Exercise prompt:
Reproduce the rows from the line containing "like [491, 399]." through the end of the rows, inclusive, leaving the requests and their sample coordinates unchanged, and multiply each point coordinate in the answers by 2.45, rounding to whole numbers with halves rounded up. Omit the pictures from your reply.

Source material:
━━━━━━━━━━━━━━━━━━━━━━━━━━━━━━

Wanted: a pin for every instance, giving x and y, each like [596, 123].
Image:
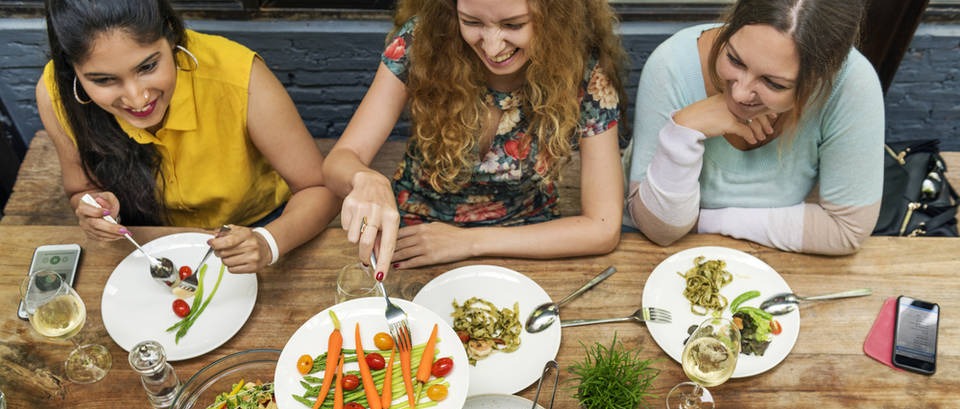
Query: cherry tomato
[775, 327]
[304, 364]
[383, 341]
[375, 361]
[437, 392]
[350, 382]
[181, 308]
[441, 367]
[185, 272]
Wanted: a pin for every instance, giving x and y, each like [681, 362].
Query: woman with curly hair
[737, 123]
[500, 93]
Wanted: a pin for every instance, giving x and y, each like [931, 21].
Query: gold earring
[76, 95]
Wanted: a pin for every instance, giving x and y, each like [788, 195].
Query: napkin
[879, 342]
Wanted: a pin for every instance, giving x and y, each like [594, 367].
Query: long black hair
[110, 158]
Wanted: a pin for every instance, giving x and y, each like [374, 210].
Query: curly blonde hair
[446, 92]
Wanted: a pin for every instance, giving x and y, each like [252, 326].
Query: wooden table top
[826, 369]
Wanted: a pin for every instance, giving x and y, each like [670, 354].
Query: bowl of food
[245, 376]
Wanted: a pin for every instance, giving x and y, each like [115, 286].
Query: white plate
[136, 308]
[500, 373]
[498, 402]
[664, 289]
[311, 338]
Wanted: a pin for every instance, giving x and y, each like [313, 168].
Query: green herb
[613, 377]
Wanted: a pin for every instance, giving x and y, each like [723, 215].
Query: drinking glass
[56, 311]
[709, 358]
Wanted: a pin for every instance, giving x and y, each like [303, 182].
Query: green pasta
[704, 282]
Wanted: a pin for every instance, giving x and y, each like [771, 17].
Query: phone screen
[915, 344]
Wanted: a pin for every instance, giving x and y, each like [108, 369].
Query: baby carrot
[369, 387]
[386, 395]
[334, 346]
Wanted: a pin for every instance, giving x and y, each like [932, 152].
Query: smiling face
[130, 80]
[759, 68]
[500, 32]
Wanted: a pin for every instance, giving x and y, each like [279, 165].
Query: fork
[189, 284]
[649, 314]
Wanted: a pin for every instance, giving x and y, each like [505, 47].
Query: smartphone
[915, 335]
[60, 258]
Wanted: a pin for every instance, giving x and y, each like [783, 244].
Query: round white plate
[499, 373]
[491, 401]
[664, 289]
[311, 338]
[136, 308]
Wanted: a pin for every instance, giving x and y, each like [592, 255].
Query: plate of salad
[743, 282]
[136, 308]
[307, 367]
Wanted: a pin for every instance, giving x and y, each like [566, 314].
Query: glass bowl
[202, 388]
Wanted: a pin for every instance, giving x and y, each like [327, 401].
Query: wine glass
[56, 311]
[709, 359]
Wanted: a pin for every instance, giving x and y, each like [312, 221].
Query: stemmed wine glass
[709, 359]
[56, 311]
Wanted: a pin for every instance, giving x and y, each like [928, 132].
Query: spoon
[544, 315]
[783, 303]
[160, 269]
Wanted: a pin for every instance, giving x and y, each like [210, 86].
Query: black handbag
[917, 198]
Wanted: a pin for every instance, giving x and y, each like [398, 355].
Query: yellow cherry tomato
[304, 364]
[437, 392]
[383, 341]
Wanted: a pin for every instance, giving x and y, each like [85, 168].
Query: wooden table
[826, 369]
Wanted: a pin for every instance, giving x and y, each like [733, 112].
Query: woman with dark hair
[500, 92]
[737, 123]
[167, 126]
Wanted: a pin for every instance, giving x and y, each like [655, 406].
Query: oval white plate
[136, 308]
[311, 338]
[491, 401]
[500, 373]
[664, 289]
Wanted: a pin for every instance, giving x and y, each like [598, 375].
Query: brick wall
[327, 65]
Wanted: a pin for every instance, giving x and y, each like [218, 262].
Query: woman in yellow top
[167, 126]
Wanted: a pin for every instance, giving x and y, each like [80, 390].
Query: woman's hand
[431, 243]
[712, 117]
[370, 217]
[241, 250]
[91, 219]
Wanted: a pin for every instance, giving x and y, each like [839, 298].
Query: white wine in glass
[56, 311]
[708, 358]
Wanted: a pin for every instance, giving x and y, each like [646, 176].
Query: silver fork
[649, 314]
[190, 283]
[396, 317]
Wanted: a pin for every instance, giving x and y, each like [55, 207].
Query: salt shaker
[156, 374]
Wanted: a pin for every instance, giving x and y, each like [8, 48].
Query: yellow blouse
[211, 172]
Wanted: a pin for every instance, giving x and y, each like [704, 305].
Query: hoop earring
[76, 95]
[196, 64]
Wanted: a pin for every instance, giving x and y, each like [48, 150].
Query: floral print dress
[506, 187]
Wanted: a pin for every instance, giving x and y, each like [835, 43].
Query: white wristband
[271, 242]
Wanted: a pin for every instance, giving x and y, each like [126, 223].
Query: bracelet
[271, 242]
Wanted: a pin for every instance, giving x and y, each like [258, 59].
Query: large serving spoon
[160, 269]
[544, 315]
[783, 303]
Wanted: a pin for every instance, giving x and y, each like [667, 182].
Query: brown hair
[823, 30]
[446, 90]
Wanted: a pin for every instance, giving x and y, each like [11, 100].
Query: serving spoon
[783, 303]
[544, 315]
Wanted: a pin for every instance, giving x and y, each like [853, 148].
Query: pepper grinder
[157, 375]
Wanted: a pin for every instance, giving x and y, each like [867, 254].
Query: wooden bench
[38, 197]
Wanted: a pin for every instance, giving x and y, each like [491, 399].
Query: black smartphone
[915, 335]
[60, 258]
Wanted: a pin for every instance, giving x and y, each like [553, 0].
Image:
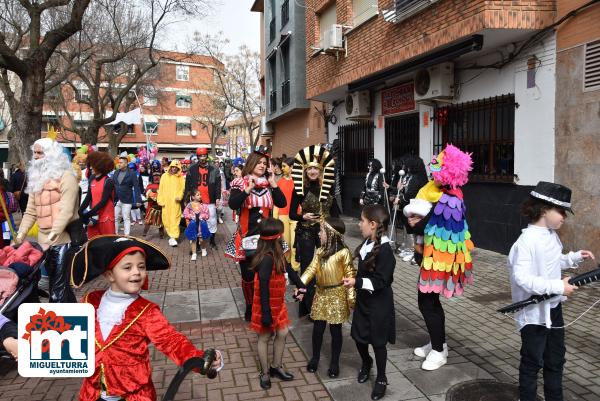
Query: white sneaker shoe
[434, 360]
[423, 351]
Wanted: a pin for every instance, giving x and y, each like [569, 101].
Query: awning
[445, 53]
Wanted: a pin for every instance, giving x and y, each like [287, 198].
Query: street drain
[483, 390]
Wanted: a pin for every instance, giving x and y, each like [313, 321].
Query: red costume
[123, 360]
[279, 314]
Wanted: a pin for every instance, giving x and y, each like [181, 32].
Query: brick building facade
[380, 65]
[578, 121]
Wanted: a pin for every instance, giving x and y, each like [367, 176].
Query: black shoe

━━━━━━━━━━━━━━━━━━━━━━━━━━━━━━

Response to this task:
Wanted: a pin for every instance, giving x and y, each like [491, 399].
Query: black smartphone
[2242, 821]
[147, 632]
Wanted: a pin for every instance, giving x and y, each like [553, 0].
Image:
Query: white sneaker shoe
[1063, 882]
[1036, 860]
Wanted: a pin for every instance, giving x and y, each like [569, 101].
Query: awning
[1090, 130]
Wanted: a pin for every instance, giving x and y, each like [287, 198].
Query: street drain
[1183, 956]
Wanted: a pin for every instance, giving x and y, each like [313, 321].
Query: red costume
[301, 882]
[684, 769]
Wanted: a pin for every instance, giving x and y, each like [181, 32].
Query: brick building facade
[931, 159]
[1416, 296]
Wanted: a pin for every instance, giving x and y, each like [367, 176].
Query: black shoe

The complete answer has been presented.